### Entries
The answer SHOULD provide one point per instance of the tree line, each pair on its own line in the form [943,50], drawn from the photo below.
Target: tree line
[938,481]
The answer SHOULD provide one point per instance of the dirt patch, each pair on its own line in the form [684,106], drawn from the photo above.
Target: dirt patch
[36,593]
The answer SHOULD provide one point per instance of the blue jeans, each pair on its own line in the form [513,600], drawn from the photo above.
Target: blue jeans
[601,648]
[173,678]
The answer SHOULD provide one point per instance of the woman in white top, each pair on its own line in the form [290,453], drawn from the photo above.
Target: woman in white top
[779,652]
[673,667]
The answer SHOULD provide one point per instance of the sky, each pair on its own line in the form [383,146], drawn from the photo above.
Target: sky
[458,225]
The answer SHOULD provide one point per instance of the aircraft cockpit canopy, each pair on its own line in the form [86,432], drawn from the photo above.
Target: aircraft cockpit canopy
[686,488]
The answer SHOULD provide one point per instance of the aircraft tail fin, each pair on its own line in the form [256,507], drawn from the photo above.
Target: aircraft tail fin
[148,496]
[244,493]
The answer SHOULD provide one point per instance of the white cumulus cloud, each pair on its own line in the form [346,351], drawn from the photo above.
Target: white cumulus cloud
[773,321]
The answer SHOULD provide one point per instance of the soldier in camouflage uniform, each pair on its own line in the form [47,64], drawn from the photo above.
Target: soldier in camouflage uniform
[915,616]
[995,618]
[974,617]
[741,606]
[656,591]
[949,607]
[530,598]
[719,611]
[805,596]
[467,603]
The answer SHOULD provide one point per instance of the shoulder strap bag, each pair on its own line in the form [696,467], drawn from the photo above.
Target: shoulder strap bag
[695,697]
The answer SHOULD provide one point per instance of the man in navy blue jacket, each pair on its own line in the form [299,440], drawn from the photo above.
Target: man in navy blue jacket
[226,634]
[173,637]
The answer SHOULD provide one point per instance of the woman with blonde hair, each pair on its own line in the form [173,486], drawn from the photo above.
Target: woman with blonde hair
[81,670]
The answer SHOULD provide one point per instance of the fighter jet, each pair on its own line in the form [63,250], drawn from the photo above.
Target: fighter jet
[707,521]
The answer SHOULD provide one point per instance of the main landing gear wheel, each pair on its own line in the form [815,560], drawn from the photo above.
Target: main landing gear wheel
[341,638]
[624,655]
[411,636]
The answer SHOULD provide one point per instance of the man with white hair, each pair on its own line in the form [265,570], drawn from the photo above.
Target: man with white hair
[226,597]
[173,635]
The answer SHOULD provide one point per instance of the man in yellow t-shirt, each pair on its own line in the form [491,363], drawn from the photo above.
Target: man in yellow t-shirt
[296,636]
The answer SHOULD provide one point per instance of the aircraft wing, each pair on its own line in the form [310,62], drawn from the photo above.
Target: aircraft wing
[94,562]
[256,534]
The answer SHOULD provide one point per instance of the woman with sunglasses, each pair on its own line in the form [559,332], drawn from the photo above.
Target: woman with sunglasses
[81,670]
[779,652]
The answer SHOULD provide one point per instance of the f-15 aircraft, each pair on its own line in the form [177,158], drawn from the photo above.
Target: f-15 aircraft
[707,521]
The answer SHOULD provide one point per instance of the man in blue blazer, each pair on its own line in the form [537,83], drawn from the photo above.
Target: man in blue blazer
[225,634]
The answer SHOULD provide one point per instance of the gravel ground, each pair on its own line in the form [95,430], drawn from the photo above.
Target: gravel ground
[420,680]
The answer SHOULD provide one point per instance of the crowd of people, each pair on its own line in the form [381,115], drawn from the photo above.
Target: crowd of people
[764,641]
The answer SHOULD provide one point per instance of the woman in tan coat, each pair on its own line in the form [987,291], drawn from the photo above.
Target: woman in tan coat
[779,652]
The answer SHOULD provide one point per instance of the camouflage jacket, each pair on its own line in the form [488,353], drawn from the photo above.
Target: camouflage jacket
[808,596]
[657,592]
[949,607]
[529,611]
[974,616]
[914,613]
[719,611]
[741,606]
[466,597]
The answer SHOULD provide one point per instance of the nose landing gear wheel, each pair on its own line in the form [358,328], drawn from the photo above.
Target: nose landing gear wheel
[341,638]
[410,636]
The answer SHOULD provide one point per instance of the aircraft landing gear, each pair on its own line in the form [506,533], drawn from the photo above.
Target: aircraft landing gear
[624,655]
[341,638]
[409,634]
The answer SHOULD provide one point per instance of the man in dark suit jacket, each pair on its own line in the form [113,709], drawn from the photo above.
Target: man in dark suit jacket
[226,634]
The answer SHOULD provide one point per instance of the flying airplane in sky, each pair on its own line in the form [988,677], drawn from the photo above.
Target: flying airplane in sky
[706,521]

### Stated goal
Output the records exactly, including every line.

### Exercise result
The answer SHOULD provide one point per instance of the tree line, each pair on its own line in the form [943,50], drawn from the photo below.
Target: tree line
[938,481]
The answer SHOULD provide one point per instance of the dirt patch, each pair on its own line in the form [684,106], drawn from the photo above.
Target: dirt patch
[36,593]
The answer SHOULD provide one point per instance of the blue jeans, each pair on its own line in the form [513,600], drawn from the photo above.
Target: blue jeans
[601,648]
[173,678]
The answer SHOULD provide one point per instance of the woman in white top, each pair on its own line in the form [290,453], drawn from the photo above.
Target: woman in white top
[779,652]
[673,667]
The answer SHOULD provide one point per instance of the sky, each pair on its own line in the form [383,146], drawn from the photo above.
Target: sky
[458,225]
The answer SHOULD provide one point per instance of the aircraft cockpit canopy, each pair on its own line in the form [86,432], drawn from the photo above.
Target: aircraft cockpit canopy
[686,488]
The answer SHOULD provide one point per instance of the aircraft tail fin, each pair on its own line in the form [256,507], drawn from the photo above.
Target: aircraft tail fin
[148,496]
[244,493]
The answer SHOULD provide one point per instance of the white cumulus cloud, each pair on its own line in the form [346,351], drawn from the photo above.
Target: white cumulus cloud
[773,321]
The answer SHOULD provide one point per instance of the soldier in camouflage uniform, each pair on its own line in the form [47,64], drawn from the photo above.
Target: soldier in camouflage uniform
[915,616]
[995,618]
[974,617]
[741,606]
[656,591]
[949,607]
[530,598]
[719,611]
[805,596]
[467,603]
The answer SHOULD provide one point per instance of the shoulder strap bag, each pair on its own line in the form [696,467], drawn from the photo above.
Target: shoulder strap bag
[695,697]
The answer SHOULD provide one point per instance of the man in navy blue jacket, each pair on its own line in the form [299,440], drawn from the photo above.
Target: man in navy blue jacket
[226,634]
[173,637]
The answer SHOULD provide one point per instance of the woman with blonde hair, each pair on its own line in the form [173,486], drawn from the photo above.
Target: woman with blonde hair
[81,670]
The answer SHOULD provide one point per instance of the fighter jet, each pair on its own line in the form [63,250], drawn from the photo above.
Target: fighter jet
[707,521]
The answer SHOULD provide one point per instance of the main landing gear wheel, each pair on its own line in the form [815,560], drawn from the photo above.
Target: main landing gear wheel
[341,638]
[624,655]
[411,636]
The answer SHOULD provide one point per instance of the man with white hair, each pair on its own line in the form [265,570], drawn from the photo above.
Target: man with white hair
[226,597]
[173,635]
The answer SHOULD provide one point per instance of the man in yellow t-shirt, each pair on its own line in the form [491,363], drawn from the photo above.
Target: man in yellow t-shirt
[296,636]
The answer SHOULD provide one point per instance of the aircraft wing, each pair on its own line in the form [310,62], drawn from the photo above.
Target: aircraft wing
[94,562]
[256,534]
The answer SHOULD provide one point per instance of the woman with sunglasses, each pair on its own line in the form [559,332], drawn from the photo above.
Target: woman with sunglasses
[81,670]
[779,652]
The answer SHOULD provide one point per instance of the f-15 aircraft, each pair on its own line in the form [177,158], drawn from the photo above.
Target: f-15 aircraft
[707,521]
The answer SHOULD provide one point per instance of the man in blue blazer, each pair on its own line in the form [537,83], drawn from the photo above.
Target: man in blue blazer
[225,634]
The answer SHOULD provide one point per instance of the gravel ground, each pair on its own line in the form [95,430], drawn from the photo above.
Target: gravel ground
[420,680]
The answer SHOULD provide one point per instance of the crowd of people, each pair on its own line in the form [381,115], drawn from the photo above.
Target: crowd of people
[764,641]
The answer SHOULD provide one point per instance of the woman in tan coat, each pair on its own line in the form [987,291], drawn from the photo above.
Target: woman in tan coat
[779,652]
The answer SHOULD provide one point per instance of the camouflage jacket, each pair on its own line in the form [488,353], drawn from the photo above.
Target: camouflage jacket
[808,596]
[657,592]
[949,607]
[529,611]
[974,616]
[914,613]
[719,611]
[741,606]
[466,597]
The answer SHOULD provide one point per instance of the nose landing gear wheel, each pair on its own line in the form [358,328], drawn from the photo above.
Target: nose landing gear wheel
[341,638]
[410,636]
The answer SHOULD provide one point per instance of the aircraft landing gear, each pair on its own line in the form [506,533], drawn from the photo above.
Target: aircraft landing gear
[624,655]
[341,638]
[409,634]
The answer SHOULD provide one point per instance of the man in dark suit jacket, each pair on its own line in the form [113,709], drawn from the photo above.
Target: man in dark suit jacket
[226,634]
The answer SHOULD provide one point per instance of the flying airplane in sky, each pair on its own line in the form [988,677], drawn from the photo above.
Target: flying airplane in sky
[706,521]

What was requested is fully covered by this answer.